In the records that follow, find each line with "below" and pull it out.

EXERCISE DATA:
■ ■ ■ ■

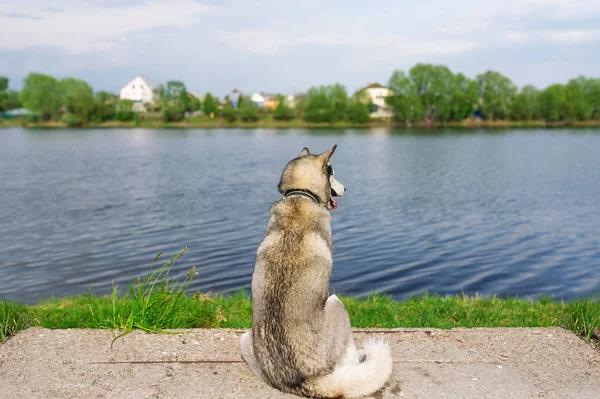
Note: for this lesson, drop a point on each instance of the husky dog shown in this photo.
(301, 341)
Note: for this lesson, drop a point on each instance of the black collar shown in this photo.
(299, 192)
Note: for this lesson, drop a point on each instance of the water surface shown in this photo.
(495, 213)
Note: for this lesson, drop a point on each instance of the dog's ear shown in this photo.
(327, 154)
(304, 152)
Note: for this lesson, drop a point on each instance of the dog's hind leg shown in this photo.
(339, 333)
(247, 349)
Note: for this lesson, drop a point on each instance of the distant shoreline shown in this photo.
(295, 124)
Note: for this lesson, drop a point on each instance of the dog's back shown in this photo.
(301, 339)
(290, 285)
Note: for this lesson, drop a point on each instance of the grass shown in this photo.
(267, 121)
(13, 318)
(158, 302)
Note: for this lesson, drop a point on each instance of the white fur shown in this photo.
(353, 379)
(316, 244)
(337, 186)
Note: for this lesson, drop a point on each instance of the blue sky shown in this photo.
(288, 46)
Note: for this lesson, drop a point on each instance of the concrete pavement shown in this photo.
(428, 363)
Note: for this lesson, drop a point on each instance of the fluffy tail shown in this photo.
(355, 380)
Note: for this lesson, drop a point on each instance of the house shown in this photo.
(258, 99)
(17, 113)
(295, 100)
(139, 90)
(199, 96)
(271, 100)
(234, 97)
(376, 94)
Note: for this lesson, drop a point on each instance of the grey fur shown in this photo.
(299, 333)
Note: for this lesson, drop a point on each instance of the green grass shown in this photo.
(157, 302)
(13, 318)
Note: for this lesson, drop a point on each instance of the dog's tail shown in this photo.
(356, 379)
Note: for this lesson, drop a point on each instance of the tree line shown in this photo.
(433, 92)
(425, 93)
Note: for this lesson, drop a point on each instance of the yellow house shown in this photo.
(271, 101)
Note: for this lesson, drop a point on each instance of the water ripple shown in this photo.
(503, 214)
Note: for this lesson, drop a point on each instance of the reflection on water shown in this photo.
(509, 213)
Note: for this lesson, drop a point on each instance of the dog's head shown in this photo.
(313, 173)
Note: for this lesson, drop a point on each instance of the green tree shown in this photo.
(210, 105)
(194, 104)
(464, 94)
(317, 105)
(249, 111)
(552, 102)
(283, 112)
(339, 101)
(229, 113)
(174, 100)
(12, 100)
(41, 94)
(404, 101)
(105, 107)
(433, 84)
(326, 104)
(125, 111)
(498, 93)
(577, 104)
(358, 112)
(525, 104)
(77, 98)
(3, 93)
(593, 97)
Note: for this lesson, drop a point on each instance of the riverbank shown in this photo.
(156, 302)
(200, 363)
(235, 311)
(207, 123)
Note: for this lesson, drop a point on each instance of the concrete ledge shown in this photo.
(428, 363)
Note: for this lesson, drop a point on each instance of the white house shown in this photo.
(258, 99)
(377, 94)
(139, 90)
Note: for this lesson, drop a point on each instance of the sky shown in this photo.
(288, 46)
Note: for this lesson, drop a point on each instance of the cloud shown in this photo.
(17, 15)
(268, 42)
(554, 36)
(279, 45)
(89, 28)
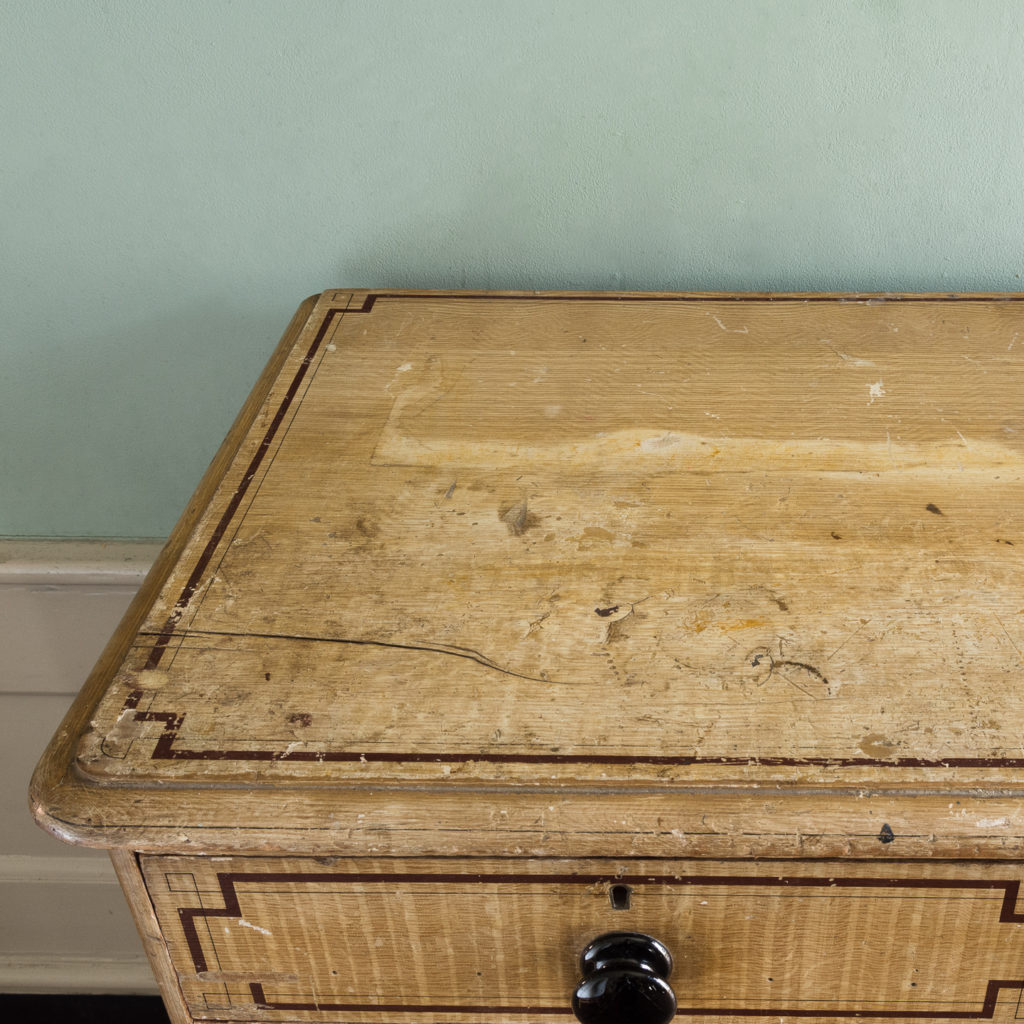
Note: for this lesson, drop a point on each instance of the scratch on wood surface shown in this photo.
(451, 649)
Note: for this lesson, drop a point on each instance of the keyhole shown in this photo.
(620, 896)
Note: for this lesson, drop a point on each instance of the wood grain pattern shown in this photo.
(130, 876)
(659, 555)
(498, 940)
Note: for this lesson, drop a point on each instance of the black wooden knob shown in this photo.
(624, 981)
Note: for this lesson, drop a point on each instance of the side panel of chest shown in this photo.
(457, 940)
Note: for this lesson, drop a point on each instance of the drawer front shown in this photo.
(451, 940)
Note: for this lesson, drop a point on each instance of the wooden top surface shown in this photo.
(603, 544)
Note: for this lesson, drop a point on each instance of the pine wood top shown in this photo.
(692, 549)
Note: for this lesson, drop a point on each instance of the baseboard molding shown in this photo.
(87, 975)
(66, 926)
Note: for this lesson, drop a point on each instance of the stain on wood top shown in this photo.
(660, 542)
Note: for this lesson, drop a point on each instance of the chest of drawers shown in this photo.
(505, 622)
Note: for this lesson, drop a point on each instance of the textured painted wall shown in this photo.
(175, 177)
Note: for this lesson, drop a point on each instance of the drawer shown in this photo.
(460, 940)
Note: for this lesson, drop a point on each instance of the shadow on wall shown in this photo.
(115, 427)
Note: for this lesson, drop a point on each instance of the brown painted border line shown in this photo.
(164, 750)
(987, 1011)
(194, 581)
(229, 881)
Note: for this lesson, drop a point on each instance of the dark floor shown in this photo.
(83, 1009)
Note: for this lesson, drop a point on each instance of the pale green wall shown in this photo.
(175, 176)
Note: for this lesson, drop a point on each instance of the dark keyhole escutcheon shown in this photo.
(625, 981)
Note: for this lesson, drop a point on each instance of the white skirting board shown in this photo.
(65, 926)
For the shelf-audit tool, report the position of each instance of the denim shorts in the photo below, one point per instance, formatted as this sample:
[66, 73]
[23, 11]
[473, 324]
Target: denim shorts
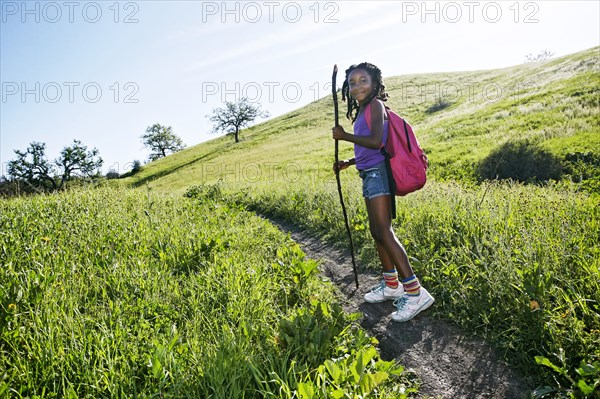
[375, 181]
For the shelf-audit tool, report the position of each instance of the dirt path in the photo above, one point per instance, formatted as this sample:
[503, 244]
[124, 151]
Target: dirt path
[449, 364]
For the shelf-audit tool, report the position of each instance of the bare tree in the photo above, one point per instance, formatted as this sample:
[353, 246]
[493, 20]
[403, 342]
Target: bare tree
[33, 168]
[234, 116]
[161, 140]
[544, 55]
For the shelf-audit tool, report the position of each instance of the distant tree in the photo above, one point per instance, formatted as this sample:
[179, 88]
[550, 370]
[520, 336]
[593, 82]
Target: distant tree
[112, 174]
[33, 168]
[161, 140]
[235, 116]
[544, 55]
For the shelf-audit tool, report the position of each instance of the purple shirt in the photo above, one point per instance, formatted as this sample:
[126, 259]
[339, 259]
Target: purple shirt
[367, 158]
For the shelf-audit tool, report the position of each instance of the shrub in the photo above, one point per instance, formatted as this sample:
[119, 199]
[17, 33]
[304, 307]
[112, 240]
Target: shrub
[522, 161]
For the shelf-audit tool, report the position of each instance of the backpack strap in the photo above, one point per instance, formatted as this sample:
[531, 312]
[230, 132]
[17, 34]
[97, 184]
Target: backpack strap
[368, 119]
[386, 155]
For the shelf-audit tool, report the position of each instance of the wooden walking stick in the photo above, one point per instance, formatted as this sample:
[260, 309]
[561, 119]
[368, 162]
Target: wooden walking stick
[337, 173]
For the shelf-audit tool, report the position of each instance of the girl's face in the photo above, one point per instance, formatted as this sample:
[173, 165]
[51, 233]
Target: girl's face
[361, 85]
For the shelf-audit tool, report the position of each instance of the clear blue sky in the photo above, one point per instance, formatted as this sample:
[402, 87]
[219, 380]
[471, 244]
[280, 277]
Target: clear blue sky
[102, 71]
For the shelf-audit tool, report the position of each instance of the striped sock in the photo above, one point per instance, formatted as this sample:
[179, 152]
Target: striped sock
[412, 286]
[391, 279]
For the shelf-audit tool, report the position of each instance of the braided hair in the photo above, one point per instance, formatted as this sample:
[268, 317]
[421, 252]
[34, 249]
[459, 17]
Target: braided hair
[378, 91]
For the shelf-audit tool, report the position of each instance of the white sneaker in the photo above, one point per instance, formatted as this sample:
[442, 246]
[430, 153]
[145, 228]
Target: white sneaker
[382, 293]
[408, 307]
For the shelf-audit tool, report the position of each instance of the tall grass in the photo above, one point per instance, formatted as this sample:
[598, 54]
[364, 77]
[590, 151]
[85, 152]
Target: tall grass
[117, 293]
[518, 265]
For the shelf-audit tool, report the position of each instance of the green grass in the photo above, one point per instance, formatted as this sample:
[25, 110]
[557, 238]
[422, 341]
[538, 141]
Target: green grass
[121, 293]
[95, 281]
[490, 252]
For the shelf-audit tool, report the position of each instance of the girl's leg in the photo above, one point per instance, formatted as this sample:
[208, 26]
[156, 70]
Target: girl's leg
[416, 299]
[391, 252]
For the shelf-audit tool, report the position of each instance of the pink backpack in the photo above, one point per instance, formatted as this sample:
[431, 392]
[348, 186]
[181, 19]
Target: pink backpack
[407, 160]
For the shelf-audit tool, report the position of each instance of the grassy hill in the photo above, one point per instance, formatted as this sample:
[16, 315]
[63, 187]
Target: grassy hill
[514, 263]
[553, 104]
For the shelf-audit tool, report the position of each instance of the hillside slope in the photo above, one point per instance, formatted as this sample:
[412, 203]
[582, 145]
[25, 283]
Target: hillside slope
[554, 104]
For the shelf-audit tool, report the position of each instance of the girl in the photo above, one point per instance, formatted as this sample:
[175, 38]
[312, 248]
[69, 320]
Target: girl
[362, 86]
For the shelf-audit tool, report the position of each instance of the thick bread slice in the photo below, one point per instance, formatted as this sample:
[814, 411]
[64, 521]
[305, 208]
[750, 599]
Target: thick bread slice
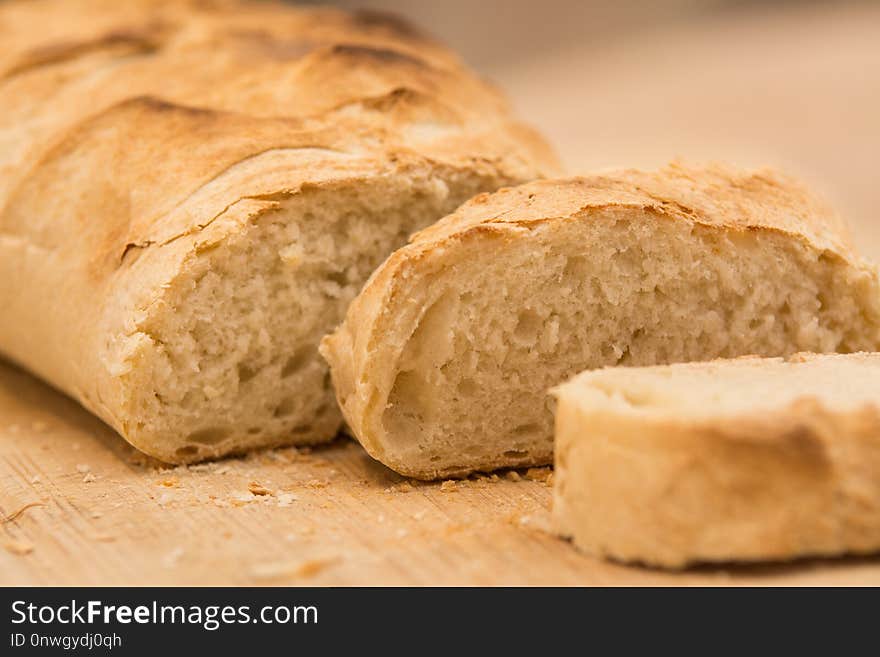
[444, 360]
[192, 192]
[739, 460]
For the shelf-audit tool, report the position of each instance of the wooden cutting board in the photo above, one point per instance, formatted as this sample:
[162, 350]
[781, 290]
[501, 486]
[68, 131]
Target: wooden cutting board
[86, 509]
[80, 507]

■ ■ ■ ■

SOLUTION TO THE EXERCISE:
For the shelf-audit tool, report the position of each instance of the denim shorts in the photo below, one point per instance, formatted as this sample:
For the shelf-audit tool, report the position of each instance of the thick bread slice in the photo below, one point per instance, formatted as this sample:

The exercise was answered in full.